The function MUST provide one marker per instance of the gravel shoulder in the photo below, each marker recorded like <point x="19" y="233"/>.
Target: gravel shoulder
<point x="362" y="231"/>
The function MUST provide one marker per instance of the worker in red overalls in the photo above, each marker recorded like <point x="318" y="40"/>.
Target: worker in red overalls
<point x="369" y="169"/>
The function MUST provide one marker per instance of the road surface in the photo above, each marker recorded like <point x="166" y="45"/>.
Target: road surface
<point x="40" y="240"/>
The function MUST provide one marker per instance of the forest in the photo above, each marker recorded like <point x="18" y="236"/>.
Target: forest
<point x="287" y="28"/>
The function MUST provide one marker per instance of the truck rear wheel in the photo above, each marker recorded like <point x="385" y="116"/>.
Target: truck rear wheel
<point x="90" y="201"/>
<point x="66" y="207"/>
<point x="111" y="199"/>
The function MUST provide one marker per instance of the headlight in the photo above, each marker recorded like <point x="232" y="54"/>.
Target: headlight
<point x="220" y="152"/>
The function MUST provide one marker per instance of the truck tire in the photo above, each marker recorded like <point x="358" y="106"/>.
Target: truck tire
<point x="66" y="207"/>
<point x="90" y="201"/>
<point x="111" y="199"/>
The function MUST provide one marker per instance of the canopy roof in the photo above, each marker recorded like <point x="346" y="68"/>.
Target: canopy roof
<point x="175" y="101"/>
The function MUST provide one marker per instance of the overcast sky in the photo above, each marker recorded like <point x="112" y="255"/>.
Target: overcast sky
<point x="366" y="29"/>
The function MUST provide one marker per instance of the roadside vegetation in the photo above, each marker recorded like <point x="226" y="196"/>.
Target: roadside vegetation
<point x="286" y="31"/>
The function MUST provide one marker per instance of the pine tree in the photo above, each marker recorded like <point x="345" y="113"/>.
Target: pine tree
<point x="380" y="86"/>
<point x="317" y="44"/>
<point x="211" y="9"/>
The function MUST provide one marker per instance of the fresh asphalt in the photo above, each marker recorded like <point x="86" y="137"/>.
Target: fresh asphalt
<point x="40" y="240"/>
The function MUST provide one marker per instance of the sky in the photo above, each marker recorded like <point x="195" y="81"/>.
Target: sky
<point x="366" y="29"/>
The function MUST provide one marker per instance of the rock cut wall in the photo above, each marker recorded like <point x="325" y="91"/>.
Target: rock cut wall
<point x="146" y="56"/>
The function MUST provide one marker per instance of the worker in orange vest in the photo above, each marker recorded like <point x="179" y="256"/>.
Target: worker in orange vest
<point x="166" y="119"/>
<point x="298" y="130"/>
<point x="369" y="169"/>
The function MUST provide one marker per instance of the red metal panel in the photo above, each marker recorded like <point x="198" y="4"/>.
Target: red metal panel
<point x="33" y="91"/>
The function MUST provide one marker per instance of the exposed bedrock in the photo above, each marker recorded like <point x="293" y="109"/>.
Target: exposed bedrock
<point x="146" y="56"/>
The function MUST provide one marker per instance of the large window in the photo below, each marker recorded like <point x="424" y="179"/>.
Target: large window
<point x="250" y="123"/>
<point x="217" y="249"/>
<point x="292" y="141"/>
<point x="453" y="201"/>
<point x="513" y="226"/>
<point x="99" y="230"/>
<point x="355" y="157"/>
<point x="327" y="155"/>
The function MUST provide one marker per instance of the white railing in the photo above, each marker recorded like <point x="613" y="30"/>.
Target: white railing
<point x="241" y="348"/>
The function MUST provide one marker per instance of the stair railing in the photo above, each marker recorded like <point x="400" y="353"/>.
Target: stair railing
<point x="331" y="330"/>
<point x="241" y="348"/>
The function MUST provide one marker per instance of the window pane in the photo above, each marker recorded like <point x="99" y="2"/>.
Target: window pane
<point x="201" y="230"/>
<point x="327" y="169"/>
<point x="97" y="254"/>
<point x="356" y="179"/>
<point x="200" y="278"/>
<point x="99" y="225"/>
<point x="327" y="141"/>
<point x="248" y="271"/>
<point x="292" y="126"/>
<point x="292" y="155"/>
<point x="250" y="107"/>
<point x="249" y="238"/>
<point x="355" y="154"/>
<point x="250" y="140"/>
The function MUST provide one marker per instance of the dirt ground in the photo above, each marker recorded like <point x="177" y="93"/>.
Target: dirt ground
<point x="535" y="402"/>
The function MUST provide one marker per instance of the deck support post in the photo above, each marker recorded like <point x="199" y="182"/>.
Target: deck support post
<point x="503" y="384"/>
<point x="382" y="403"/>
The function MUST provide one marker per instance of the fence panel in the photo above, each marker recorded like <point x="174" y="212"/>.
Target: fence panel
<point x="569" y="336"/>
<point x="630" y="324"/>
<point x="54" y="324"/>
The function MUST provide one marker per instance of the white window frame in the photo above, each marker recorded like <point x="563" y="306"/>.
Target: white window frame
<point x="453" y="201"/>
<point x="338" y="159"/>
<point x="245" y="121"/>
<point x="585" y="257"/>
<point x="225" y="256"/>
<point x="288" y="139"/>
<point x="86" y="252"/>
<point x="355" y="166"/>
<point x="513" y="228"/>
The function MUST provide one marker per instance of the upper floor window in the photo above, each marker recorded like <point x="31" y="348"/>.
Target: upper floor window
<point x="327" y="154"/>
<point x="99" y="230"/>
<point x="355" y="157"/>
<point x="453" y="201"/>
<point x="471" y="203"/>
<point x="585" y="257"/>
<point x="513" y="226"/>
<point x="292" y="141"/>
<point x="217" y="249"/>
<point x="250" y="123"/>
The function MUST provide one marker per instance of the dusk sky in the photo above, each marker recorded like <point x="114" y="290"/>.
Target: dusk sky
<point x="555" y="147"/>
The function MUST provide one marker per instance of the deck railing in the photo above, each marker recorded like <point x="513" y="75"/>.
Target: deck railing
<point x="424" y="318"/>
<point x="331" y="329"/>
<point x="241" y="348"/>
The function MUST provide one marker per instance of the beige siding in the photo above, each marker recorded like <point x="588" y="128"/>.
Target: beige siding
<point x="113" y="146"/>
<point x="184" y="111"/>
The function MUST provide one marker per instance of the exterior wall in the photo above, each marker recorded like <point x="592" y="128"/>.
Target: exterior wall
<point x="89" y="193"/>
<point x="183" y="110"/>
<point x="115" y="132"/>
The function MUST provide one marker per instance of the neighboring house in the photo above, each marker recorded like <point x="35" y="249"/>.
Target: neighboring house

★ ★ ★ ★ ★

> _Problem to work on_: Each line from the one containing "The function MUST provide one marker per instance of the beige" to the final line of the entries above must be returned exactly, and no other line may appear.

> _Output for this exercise_:
The function MUST provide one marker per instance of the beige siding in the photo above, each marker recorded like <point x="588" y="128"/>.
Target: beige siding
<point x="113" y="146"/>
<point x="184" y="111"/>
The function MUST provide one marker per instance of the exterior wall in the photo above, each marker recorded like <point x="592" y="128"/>.
Target: exterior wall
<point x="89" y="193"/>
<point x="183" y="110"/>
<point x="115" y="132"/>
The function MUST provide one marker per instance of the neighboring house in the photo above, each marker recorded like <point x="35" y="249"/>.
Target: neighboring house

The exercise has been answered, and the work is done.